[WRITTEN INSTRUCTION]
Return each line below that contains the word "grassy". Case counts.
# START OF EXTRACTED MATERIAL
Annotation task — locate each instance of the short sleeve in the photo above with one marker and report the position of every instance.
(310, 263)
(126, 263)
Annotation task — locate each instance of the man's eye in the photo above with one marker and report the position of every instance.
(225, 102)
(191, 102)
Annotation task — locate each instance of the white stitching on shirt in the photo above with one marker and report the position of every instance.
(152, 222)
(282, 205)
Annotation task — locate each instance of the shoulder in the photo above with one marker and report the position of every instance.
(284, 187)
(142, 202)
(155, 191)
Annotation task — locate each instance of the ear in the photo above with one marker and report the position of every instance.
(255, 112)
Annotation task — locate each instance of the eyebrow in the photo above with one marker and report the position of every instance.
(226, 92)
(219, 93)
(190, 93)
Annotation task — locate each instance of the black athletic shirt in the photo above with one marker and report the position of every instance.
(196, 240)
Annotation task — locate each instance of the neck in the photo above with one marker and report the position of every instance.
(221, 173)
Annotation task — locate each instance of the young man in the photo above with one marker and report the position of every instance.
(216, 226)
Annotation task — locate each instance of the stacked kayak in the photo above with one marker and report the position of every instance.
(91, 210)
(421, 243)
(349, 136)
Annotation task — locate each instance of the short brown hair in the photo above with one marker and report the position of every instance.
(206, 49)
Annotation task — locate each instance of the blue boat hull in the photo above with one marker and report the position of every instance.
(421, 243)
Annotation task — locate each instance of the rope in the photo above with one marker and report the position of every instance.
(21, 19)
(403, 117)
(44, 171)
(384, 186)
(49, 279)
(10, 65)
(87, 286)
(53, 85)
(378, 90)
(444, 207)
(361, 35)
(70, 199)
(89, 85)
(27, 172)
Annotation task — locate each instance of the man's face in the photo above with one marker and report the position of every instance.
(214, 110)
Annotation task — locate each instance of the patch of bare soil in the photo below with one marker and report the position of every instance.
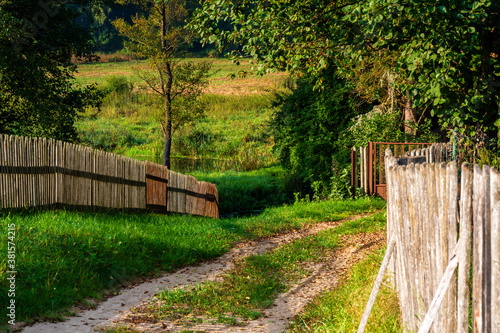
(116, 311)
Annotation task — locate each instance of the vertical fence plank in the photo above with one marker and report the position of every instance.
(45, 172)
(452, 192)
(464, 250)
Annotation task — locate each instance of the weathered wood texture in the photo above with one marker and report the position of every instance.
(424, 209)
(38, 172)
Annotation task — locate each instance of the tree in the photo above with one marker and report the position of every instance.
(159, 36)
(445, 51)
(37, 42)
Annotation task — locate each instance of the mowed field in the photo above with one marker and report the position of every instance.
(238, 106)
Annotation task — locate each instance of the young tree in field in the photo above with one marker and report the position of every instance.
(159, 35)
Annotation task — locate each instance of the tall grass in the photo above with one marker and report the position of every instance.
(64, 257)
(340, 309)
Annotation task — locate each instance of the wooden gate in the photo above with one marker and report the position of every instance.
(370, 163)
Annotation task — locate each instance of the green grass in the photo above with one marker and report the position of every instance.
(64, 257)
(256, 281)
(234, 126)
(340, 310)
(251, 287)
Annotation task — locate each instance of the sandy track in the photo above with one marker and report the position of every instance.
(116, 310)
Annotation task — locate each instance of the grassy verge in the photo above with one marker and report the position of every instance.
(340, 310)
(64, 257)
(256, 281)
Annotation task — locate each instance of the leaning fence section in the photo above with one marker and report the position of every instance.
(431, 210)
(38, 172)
# END OF EXTRACTED MATERIAL
# START OF EXTRACTED MATERIAL
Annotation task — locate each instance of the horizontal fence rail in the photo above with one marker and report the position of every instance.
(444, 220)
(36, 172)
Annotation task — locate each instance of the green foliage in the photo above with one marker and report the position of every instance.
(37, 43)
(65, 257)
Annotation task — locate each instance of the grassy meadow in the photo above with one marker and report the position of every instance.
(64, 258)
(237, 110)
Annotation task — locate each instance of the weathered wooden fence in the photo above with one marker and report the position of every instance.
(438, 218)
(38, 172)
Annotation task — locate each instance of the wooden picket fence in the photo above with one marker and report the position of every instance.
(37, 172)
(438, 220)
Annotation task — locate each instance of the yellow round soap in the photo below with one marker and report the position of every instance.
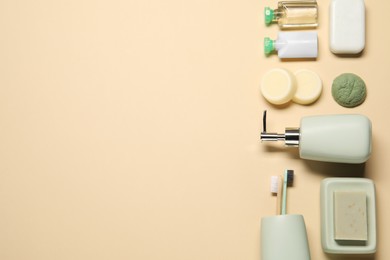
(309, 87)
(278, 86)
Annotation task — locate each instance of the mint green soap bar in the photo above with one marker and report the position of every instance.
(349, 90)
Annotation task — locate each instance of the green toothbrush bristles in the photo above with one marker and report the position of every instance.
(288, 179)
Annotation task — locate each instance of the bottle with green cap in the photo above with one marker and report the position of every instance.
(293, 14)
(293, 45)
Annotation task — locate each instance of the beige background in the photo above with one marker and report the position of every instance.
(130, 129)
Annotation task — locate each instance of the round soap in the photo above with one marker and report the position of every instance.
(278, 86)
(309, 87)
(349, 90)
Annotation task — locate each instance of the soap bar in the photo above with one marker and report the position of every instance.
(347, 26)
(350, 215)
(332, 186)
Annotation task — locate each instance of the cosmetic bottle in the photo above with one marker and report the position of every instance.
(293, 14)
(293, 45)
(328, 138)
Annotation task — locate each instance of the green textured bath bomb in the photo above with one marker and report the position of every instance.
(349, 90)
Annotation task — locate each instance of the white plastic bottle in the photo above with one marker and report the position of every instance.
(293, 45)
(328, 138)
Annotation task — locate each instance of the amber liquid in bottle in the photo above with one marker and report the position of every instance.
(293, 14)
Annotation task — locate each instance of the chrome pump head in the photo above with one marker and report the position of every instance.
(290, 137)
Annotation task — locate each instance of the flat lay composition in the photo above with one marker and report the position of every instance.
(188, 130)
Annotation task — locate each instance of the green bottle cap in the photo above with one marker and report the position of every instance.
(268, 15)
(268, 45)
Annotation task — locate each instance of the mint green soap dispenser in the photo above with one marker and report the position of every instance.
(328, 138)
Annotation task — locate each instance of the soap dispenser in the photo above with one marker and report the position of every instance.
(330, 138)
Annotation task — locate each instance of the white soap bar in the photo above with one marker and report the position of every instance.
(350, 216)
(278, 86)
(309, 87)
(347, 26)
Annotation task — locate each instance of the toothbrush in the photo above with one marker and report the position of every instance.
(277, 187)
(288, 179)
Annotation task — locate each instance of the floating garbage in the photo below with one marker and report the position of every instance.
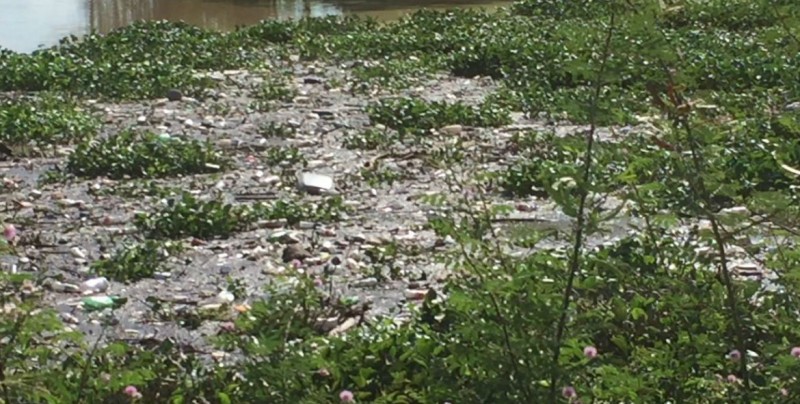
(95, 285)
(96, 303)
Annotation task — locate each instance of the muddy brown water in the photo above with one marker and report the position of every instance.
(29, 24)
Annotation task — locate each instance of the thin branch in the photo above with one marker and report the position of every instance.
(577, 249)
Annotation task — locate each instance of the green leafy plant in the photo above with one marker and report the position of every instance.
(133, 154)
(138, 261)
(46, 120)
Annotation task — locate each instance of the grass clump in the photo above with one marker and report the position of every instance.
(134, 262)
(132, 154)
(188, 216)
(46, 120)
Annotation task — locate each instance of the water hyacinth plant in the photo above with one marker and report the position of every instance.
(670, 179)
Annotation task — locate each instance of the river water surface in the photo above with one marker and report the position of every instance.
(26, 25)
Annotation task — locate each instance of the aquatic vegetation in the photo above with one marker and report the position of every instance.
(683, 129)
# END OF EXTRACTED MATERIAL
[FULL ANSWER]
Annotation task — locate each instance of the grassy verge in the photo above with one marker and report the position of every instance.
Annotation task — locate each instance of the grassy meadow in the photo above with one marker and report the position of every instance.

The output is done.